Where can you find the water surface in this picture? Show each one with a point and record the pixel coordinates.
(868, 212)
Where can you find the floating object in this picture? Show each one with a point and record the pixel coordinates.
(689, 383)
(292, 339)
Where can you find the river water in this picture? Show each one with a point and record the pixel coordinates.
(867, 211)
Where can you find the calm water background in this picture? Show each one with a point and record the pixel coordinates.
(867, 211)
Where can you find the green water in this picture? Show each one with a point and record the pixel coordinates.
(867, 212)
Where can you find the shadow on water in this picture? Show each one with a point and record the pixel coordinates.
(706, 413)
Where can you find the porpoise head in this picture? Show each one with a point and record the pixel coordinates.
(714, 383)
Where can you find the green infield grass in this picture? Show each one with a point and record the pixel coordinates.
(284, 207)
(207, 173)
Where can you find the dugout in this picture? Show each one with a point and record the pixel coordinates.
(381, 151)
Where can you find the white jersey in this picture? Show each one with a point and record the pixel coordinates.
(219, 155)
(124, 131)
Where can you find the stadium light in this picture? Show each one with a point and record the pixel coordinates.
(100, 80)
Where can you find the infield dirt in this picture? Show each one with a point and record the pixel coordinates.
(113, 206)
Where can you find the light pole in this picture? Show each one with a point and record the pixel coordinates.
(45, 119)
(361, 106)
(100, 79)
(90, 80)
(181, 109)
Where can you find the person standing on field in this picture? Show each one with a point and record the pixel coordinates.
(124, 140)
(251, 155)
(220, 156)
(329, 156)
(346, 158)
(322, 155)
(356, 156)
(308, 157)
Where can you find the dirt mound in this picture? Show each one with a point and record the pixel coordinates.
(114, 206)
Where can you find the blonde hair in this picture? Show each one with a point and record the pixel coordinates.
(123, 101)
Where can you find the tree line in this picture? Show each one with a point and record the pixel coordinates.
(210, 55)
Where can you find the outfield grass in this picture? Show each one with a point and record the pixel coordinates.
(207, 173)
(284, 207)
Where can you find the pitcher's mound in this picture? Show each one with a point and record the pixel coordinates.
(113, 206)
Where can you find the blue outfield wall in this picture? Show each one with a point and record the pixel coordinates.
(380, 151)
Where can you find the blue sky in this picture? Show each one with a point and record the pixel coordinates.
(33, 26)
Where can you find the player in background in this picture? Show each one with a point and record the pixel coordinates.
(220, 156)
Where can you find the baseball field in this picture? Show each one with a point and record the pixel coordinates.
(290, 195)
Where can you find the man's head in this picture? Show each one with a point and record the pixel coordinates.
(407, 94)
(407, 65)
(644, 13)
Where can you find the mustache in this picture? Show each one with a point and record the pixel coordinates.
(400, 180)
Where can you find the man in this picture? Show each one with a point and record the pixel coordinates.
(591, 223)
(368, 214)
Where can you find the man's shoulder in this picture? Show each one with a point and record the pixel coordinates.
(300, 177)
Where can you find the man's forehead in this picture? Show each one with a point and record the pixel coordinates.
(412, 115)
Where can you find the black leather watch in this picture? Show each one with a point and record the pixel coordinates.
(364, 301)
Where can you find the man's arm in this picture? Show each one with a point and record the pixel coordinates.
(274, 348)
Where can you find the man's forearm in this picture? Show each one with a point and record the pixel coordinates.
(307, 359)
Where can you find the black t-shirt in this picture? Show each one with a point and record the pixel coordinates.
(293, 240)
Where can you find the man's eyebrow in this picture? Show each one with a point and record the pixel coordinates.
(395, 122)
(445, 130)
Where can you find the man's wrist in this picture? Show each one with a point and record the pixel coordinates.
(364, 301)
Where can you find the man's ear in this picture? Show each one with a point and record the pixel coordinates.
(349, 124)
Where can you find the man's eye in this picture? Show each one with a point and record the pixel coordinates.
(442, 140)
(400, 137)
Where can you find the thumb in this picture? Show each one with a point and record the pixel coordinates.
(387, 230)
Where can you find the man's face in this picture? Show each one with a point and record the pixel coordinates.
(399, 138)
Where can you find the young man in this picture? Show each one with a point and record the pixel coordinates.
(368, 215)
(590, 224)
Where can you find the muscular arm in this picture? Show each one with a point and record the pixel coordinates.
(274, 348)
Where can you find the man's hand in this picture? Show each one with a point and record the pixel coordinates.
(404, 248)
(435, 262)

* **Work instructions**: Switch "record the pixel coordinates" to "note the pixel coordinates" wherever it appears in the items above, and write out all the items again with nothing else changed.

* **Written response**:
Where can you find the water surface in this picture? Show each one with a point and note the pixel coordinates.
(868, 212)
Where can you find the floating object in this picture? Show each one with a point and note the pixel coordinates.
(689, 383)
(292, 339)
Where can you find the river water in this picture? Show each one with a point and note the pixel coordinates.
(867, 211)
Where can you find the calm water background in this picture? Show each one with a point and note the pixel coordinates.
(867, 211)
Where can you find the green water in this picture? Show each one with a point and note the pixel coordinates.
(867, 212)
Where can you find the shadow on water in this picture? Show each one with a point and note the pixel coordinates.
(706, 413)
Where can you find the porpoise head in this picture? Show each one with a point and note the pixel coordinates.
(714, 383)
Where can you find the green infield grass in this picture? Show each one with a point and note the pixel coordinates.
(284, 207)
(207, 173)
Where can you find the dugout in this picture? Show each one with a point and note the pixel coordinates.
(381, 151)
Where can you find the white jersey in this picture? Show each one with a point and note the pixel coordinates.
(219, 155)
(124, 131)
Where can you find the stadium light in this picture? Show each one with a point and note the pixel coordinates.
(100, 80)
Where can you find the infield dirt in this picture? Show each one with a point and note the pixel coordinates.
(113, 206)
Where can you find the light pole in this picture? Show each one with a point and note the pixel coordinates.
(45, 119)
(361, 106)
(100, 79)
(90, 80)
(181, 109)
Where can you find the person standing on field in this picture? Show each one with a point and note the pixel coordinates.
(124, 140)
(251, 155)
(220, 156)
(329, 156)
(346, 158)
(322, 155)
(356, 156)
(308, 157)
Where can you find the dirt mound in this picture? Show each one with a point and note the pixel coordinates.
(114, 206)
Where can you find the blonde hair in this picture? Show each one with a point and note the pixel coordinates.
(123, 101)
Where can you find the tree line in this picture? Show each one with a point and note the pixel coordinates.
(210, 55)
Where can you find the outfield grass in this picture? Show each one with a point and note the pixel coordinates.
(207, 173)
(284, 207)
Where can you find the pitcher's mound in this picture? Show each one with a point and note the pixel coordinates.
(113, 206)
Where can you find the blue outfield wall in this picture? Show each one with a point and note the pixel coordinates.
(380, 151)
Where can you find the blue sky in this picture? Show each one with a point and note the pixel coordinates.
(33, 26)
Where can you find the player in background in this picture? Show each one with a point and note the pixel coordinates.
(220, 156)
Where can you find the baseball field in this picture? Show each one with a point and note the pixel coordinates.
(290, 195)
Where can you find the man's head in this picture? Show each one with a point and note the pixel coordinates.
(407, 94)
(407, 65)
(644, 13)
Where can you find the mustache in this picture? Show each one with a point and note the pixel coordinates.
(400, 180)
Where can you find the man in this picture? Show each one with a point and note the pixel coordinates.
(591, 223)
(368, 214)
Where can you find the man's shoulder in this picture? Show each one with a point and note the pixel coordinates.
(300, 177)
Where can you find the man's forehead in this picture? Show each one with a point and note the pixel coordinates.
(412, 115)
Where can you find the black leather watch in this picture? Show each one with a point and note the pixel coordinates.
(364, 301)
Where can you find the man's arm in this picture? Show each one with a point and note the pixel coordinates.
(274, 348)
Where can you find the man's forearm in this picture? Show each one with a point and note the pixel coordinates.
(307, 359)
Where can you find the black t-shirt in this picture? Show each one with a point and note the pixel coordinates.
(293, 240)
Where can you find the man's eyebrow in this picture? Show each one with a point and note the pixel coordinates.
(395, 122)
(445, 130)
Where can you find the man's wrist in this picture? Show each one with a point and note the pixel coordinates.
(364, 301)
Where can you find the man's ear in this picture? Show each one with a point and note the pixel coordinates.
(349, 124)
Where can you find the man's eye in this picture? Show each one with a point and note the pixel coordinates.
(442, 140)
(400, 137)
Where can you find the thumb in this picture? Show each one with a point and note the pixel coordinates.
(387, 230)
Where can you find the man's face in this picture? Show each one with a point and note the pixel coordinates.
(399, 138)
Where can you find the young man in this picture? Show each one with a point and note the pixel coordinates.
(368, 215)
(590, 224)
Where can you find the muscular arm in this picture? Show each one with a point and note the pixel coordinates.
(274, 348)
Where can you find the man's hand in this picture? Show each one with a point and note the pixel coordinates.
(404, 248)
(435, 262)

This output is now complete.